TASK INSTRUCTIONS:
**1)** In the ice fishing safety guide, why does the closing paragraph recommend fishing around other ice anglers? Answer in one to three sentences.
**2)** Write the next part of the ice fishing safety guide, picking up after its final sentence.

Ice Fishing Safety
Ice fishing opportunities can be found in a variety of inland lakes and ponds and Lake Erie as well, but the “Big Lake” warrants special considerations. For a variety of reasons, including safety, many anglers hire a licensed ice fishing guide who can set them up in the protective shelter of a shanty and help them locate fish. For those targeting walleye, use minnows on jigging lures or blade baits. Yellow perch can be caught with a spreader or crappie rig tipped with shiners.
Before Going Ice Fishing, Remember:
- No ice is safe ice
- Have a valid Ohio fishing license
- Know the size and daily limits for the fish that you hope to catch
- Learn the ice fishing regulations for where you are fishing
- Make a checklist of things you will need to have fun and be safe
- Consider leaving a “float plan” with someone who knows that you will be out on the ice, indicating where you plan to fish, where you plan to park your vehicle, and when you plan to return home. For boaters, this is common practice and for ice anglers, it’s not a bad idea either.
- Once the freeze is on, check the most recent ice fishing reports, or make a quick stop at the local bait shop to find out what’s biting and where. As always, be safe when you head out on the ice and for more information, please call 1-800-WILDLIFE or contact your local Wildlife District Office.
- Find an Ice Fishing Guide
- Always fish with a partner or in an area with several other anglers present
- Let others know exactly where you are going and when you plan to return
- Place a cell phone in a plastic bag to protect it from moisture in case you get wet
- Sprinkle sand around your feet for better traction on the ice
- Always take along a PFD seat cushion or more importantly, wear a life vest in case of an emergency
- Avoid areas where feeder streams, springs, bridge pilings, docks and dam structures since ice is usually very thin there
- If you fall into the water, remain calm.
- Slip your loose boots off to better tread water
- Use ice awls to pull yourself out of the water
- If no ice awls are available, call for help and try “swimming out” by letting your body rise up to firm ice and crawl out
- Stay flat, distributing your weight on the ice
- Keep your clothes on once out of the water. This will keep you insulated.
- If someone else falls in the water:
- REACH using a stick or fishing pole.
- THROW a rope or PFD.
- ROW or push a boat.
- GO call for help.
Here are a few other pointers to keep in mind. Try to fish around other ice anglers so if you do fall through, someone might be there to help you get out. Remember to dress appropriately to prevent hypothermia and wear a life jacket or flotation suit when walking around on ice. Many anglers also bring along an extra change of dry clothes just in case of an emergency. Keep your cell phone available, but protected from the elements.

INFORMATION SHOWN:
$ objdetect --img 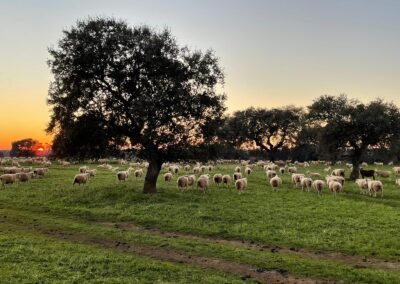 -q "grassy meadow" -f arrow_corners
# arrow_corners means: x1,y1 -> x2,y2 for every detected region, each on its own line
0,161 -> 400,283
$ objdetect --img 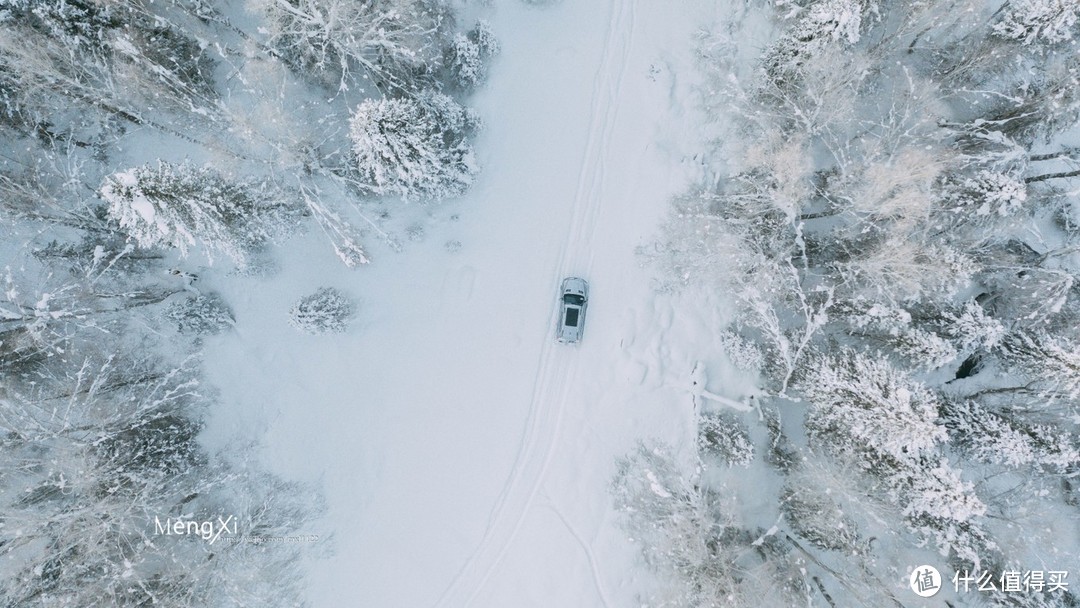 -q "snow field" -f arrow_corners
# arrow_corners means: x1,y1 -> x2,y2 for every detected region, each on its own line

==

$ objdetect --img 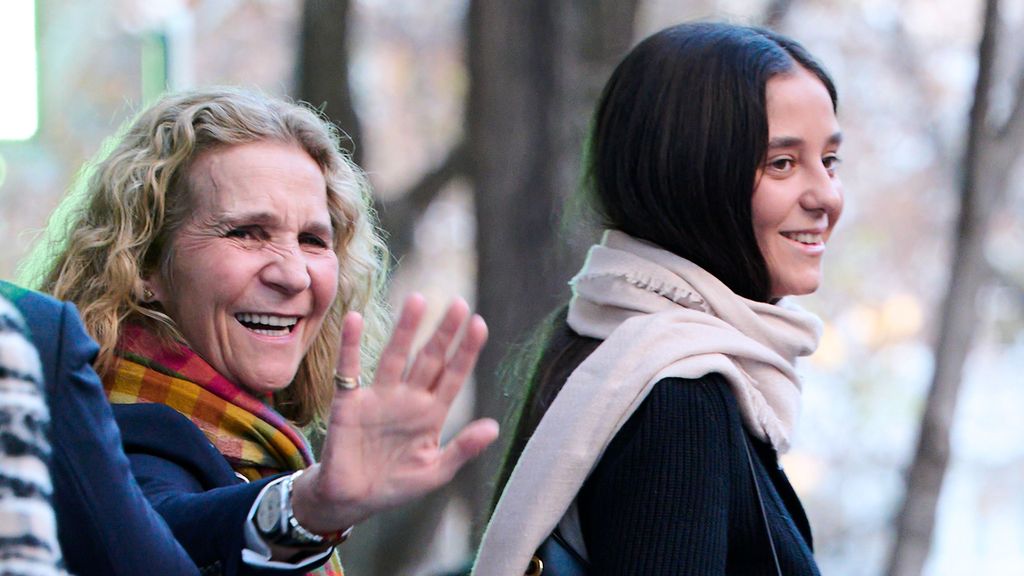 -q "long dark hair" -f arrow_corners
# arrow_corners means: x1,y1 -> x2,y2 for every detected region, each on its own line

---

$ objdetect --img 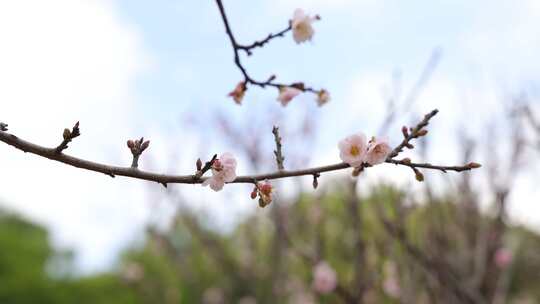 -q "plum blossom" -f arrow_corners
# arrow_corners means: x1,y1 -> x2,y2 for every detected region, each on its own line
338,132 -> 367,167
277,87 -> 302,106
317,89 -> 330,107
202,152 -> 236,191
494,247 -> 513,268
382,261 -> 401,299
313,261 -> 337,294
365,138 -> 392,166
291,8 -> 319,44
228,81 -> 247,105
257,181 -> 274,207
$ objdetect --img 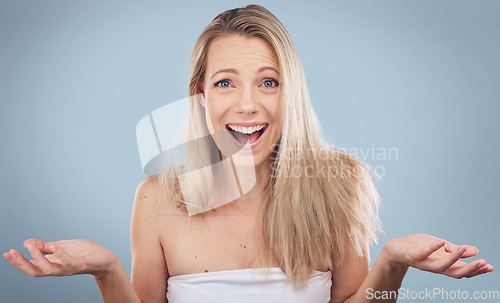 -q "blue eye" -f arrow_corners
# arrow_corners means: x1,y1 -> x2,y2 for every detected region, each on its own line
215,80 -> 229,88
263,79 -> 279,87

TASK-BY-TASK ANSWERS:
**1)** The guide recommends fishing around other ice anglers so that if you fall through the ice, someone might be there to help you get out.

**2)**
One of the great things about ice fishing is that tackle can be very simple and inexpensive. Short rods, light gear, light line and small baits are the ticket. Some anglers also like to use small bobbers as strike indicators since strikes can be subtle. Tip-ups are a common addition to many ice anglers’ tackle, too. They come in a variety of designs, but essentially involve a spool of line hanging in the water with bait attached. Most store-bought versions feature a signaling device, such as a flag, that pops up when a fish takes the bait. In Ohio, anglers can have up to six tip-ups going at one time and each must be labeled with the owner’s name and address.
Because fish don’t strike as aggressively in the winter, you’ll want to use lighter tackle – 10-pound test or less – and smaller baits. You can increase your odds by tipping artificial lures with live bait. Sluggish fish are much more likely to hit on a minnow-tipped jig as opposed to one with a plastic worm.
Tip-ups are another common method of ice fishing and come in a wide variety of designs. Essentially, they involve a spool of line hanging in the water with bait attached. Most store-bought versions feature a signaling device, such as a flag, that pops up when a fish takes the bait. In Ohio, anglers can have up to six tip-ups going at one time.
What’s biting down below? Petering says you can catch the same species when ice fishing as you hooked during the summer months, including crappie, bluegill, bass and catfish, as well as perch, walleye and saugeye.
In fact, some of the most sought after ice fish are saugeyes (a cross between the sauger and a walleye), because they are so active in the winter. Two of the best places for saugeye – and ice fishing in general – are Buckeye Lake in Fairfield and Licking counties and Indian Lake in Logan County, which generally freezes quickly due to their shallowness. At these lakes, consider using a jig or spoon tipped with minnows.
Drop your line through an ice hole on a farm pond and you’ll likely be pulling up some tasty panfish, such as bluegill and crappie. For bait, Petering suggests using a tiny ice jig or fly and tipping it with wax worms.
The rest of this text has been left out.